▶ [Trecho para leitura]:
════════════════════

Pode a palavra Tempo apontar ao que é Tempo? Pode a palavra Deus apontar para o que é Deus? Pode o Tempo ser apontado como se aponta a um cachorro? Pode a palavra dizer o Tempo, ou o Tempo diz a palavra? Assim como dizemos “o homem é”, “o cão é”, “Deus é”, “a morte é”, não poderíamos dizer o Tempo é, pois não seria o Tempo o doador de ser a tudo aquilo que é? Assim como o Tempo confere ser e existência, confere o não-ser e a inexistência, a inexistência pela consumação do poder temporal do total esquecimento, e a inexistência pela total impossibilidade temporal de ser ou existir.

O homem é temporizado pelo Tempo. O homem é espaço, mas o homem não é Tempo. O Tempo cria e destrói o espaço; não há, portanto, uma instância em que o princípio de tempo e espaço seja o mesmo. O Tempo é superior ao espaço, o Tempo cria o espaço. A confusão entre espaço e tempo possibilita que o homem meça o tempo com o espaço e o espaço com o tempo. O Tempo rege toda a espacialidade, pois é no espaço que se articulam as possibilidades de ser, existir, não-ser e extinguir.

════════════════════

Exemplos de rotulagem por pontos:
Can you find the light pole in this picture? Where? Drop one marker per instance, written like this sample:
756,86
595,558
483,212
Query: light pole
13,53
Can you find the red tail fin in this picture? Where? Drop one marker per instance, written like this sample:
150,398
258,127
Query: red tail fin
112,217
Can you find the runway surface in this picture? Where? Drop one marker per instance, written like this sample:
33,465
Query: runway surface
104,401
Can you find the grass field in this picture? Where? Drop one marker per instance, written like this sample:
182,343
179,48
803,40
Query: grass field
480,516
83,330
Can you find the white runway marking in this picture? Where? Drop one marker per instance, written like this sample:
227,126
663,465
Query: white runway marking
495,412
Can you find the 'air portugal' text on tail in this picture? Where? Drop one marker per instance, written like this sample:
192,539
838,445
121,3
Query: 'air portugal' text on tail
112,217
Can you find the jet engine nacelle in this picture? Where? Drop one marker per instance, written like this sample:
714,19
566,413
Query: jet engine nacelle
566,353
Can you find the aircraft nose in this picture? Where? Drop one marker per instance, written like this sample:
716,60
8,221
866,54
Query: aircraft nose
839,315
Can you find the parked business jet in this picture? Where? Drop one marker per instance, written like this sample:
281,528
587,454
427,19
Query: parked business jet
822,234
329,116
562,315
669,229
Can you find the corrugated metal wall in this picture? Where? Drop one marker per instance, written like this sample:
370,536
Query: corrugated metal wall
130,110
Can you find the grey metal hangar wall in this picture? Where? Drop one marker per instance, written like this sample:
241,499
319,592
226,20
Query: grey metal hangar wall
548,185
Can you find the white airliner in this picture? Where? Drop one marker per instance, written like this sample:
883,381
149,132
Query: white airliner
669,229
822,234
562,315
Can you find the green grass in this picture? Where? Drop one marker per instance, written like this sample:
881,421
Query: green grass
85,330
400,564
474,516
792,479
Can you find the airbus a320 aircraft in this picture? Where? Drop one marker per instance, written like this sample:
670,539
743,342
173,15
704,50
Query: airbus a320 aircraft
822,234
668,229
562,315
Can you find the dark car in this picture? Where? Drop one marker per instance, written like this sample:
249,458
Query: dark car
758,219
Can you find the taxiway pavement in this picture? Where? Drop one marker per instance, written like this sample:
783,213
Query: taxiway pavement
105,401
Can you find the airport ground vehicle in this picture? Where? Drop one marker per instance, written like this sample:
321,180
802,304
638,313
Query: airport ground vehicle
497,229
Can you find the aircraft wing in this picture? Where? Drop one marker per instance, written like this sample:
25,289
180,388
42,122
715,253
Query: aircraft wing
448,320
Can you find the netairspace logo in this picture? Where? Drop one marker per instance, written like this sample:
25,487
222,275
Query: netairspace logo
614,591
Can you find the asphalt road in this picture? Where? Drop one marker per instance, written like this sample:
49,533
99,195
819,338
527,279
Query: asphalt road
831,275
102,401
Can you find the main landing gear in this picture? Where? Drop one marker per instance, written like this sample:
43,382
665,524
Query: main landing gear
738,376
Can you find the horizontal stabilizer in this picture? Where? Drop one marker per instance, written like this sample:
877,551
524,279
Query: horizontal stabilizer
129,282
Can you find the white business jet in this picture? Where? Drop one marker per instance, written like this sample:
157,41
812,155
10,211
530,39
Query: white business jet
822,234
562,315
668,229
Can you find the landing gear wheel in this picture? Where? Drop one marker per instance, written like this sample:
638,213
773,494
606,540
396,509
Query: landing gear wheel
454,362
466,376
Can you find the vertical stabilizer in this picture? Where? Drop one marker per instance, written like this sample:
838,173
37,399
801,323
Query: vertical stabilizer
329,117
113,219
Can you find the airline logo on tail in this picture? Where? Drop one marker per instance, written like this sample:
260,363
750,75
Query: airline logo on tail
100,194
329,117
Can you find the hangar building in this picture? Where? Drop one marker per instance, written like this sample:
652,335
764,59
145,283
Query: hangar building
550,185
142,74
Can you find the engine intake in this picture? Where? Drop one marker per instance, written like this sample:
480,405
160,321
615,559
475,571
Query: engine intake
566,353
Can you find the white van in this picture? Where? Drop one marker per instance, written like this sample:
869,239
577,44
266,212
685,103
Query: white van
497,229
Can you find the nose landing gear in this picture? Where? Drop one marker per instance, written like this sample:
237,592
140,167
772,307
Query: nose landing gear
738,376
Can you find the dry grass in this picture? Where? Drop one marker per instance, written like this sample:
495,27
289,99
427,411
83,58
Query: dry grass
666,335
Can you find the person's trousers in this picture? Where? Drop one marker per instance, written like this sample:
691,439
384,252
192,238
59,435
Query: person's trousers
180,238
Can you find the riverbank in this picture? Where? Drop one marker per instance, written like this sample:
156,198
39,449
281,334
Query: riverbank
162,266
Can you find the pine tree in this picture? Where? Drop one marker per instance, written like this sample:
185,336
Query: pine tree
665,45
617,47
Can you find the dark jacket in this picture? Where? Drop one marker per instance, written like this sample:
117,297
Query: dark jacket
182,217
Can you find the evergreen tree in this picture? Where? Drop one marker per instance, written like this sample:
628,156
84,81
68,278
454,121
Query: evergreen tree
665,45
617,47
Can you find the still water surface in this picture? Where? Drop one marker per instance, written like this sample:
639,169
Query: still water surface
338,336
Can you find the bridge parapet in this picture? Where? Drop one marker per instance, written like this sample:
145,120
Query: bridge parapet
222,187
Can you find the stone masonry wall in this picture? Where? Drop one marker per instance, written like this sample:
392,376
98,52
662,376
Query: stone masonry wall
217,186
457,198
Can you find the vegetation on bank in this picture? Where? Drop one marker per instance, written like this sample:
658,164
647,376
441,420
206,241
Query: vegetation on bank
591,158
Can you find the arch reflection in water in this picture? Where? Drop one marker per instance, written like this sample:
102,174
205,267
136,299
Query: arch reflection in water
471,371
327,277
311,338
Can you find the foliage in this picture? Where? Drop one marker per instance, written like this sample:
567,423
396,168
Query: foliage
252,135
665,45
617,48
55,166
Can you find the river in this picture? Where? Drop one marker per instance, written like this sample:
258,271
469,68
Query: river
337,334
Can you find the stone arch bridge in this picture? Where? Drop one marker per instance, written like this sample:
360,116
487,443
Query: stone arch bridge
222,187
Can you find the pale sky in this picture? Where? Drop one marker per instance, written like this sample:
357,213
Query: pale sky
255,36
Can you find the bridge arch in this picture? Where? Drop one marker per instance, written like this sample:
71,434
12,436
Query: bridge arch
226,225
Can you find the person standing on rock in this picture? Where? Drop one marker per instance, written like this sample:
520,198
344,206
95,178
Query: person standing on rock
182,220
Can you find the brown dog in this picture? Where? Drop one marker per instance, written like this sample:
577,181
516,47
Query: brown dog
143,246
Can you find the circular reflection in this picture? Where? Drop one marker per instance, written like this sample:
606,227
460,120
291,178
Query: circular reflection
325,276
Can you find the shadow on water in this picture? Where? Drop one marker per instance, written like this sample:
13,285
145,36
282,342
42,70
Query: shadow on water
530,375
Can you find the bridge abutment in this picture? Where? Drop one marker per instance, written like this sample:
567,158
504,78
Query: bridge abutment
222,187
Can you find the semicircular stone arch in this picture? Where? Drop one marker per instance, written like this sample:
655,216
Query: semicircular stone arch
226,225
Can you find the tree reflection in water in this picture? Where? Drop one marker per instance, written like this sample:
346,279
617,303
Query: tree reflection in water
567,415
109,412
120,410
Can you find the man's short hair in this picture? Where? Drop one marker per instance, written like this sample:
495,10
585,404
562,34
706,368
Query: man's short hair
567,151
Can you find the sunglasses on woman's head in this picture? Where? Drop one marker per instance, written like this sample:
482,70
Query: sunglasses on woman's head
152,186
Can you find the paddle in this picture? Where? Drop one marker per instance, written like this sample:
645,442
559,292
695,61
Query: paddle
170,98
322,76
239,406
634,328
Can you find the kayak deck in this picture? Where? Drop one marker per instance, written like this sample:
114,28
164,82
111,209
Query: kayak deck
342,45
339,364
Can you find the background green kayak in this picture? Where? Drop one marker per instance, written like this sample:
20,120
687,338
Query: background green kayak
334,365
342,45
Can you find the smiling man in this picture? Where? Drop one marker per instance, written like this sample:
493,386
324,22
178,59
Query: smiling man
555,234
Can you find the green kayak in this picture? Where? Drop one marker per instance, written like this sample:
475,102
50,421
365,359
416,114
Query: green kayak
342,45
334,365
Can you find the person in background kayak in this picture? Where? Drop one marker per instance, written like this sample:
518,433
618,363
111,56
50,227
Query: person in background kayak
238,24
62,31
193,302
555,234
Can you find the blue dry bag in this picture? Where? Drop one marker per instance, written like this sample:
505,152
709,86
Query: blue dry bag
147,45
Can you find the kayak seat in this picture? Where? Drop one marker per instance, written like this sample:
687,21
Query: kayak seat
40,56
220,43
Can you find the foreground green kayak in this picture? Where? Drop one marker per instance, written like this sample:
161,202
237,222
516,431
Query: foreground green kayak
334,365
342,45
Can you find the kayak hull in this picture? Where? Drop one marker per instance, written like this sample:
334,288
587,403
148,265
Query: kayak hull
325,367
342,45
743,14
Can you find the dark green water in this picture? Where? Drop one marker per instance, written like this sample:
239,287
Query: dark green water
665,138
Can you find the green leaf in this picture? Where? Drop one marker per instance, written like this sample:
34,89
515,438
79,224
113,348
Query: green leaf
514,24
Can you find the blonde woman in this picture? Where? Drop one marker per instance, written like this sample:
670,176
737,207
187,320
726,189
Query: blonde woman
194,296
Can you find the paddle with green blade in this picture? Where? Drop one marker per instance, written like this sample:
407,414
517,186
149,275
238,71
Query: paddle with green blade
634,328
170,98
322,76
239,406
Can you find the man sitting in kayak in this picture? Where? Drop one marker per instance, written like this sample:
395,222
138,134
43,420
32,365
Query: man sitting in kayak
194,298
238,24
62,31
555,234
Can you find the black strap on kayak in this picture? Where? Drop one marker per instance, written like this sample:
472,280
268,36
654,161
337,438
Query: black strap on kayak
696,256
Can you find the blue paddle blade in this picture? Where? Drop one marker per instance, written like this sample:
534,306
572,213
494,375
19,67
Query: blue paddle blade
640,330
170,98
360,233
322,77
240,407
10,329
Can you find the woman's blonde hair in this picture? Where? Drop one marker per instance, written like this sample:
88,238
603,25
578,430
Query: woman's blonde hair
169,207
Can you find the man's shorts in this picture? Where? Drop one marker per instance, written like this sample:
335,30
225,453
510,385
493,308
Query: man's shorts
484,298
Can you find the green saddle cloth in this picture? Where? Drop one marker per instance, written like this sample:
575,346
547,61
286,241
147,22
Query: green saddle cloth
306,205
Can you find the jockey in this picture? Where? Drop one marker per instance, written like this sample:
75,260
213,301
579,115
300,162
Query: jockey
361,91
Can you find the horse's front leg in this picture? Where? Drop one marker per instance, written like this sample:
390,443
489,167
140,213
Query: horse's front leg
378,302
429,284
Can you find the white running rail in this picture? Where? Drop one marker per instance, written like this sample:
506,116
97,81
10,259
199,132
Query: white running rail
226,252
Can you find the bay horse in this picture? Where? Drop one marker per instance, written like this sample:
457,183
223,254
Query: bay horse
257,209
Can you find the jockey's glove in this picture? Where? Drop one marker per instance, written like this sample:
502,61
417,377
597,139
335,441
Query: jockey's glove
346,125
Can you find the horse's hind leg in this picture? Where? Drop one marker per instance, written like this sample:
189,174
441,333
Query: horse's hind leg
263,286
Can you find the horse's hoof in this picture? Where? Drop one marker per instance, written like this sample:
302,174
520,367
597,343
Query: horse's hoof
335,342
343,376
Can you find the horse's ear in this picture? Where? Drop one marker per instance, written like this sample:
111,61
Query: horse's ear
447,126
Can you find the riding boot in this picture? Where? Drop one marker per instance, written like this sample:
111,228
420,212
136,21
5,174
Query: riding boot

════════════════════

▶ [Objetivo do exercício]:
De acordo com o trecho sobre o Tempo, o que a confusão entre espaço e tempo possibilita ao homem?

▶ [Resultado da tarefa]:
Possibilita que o homem meça o tempo com o espaço e o espaço com o tempo.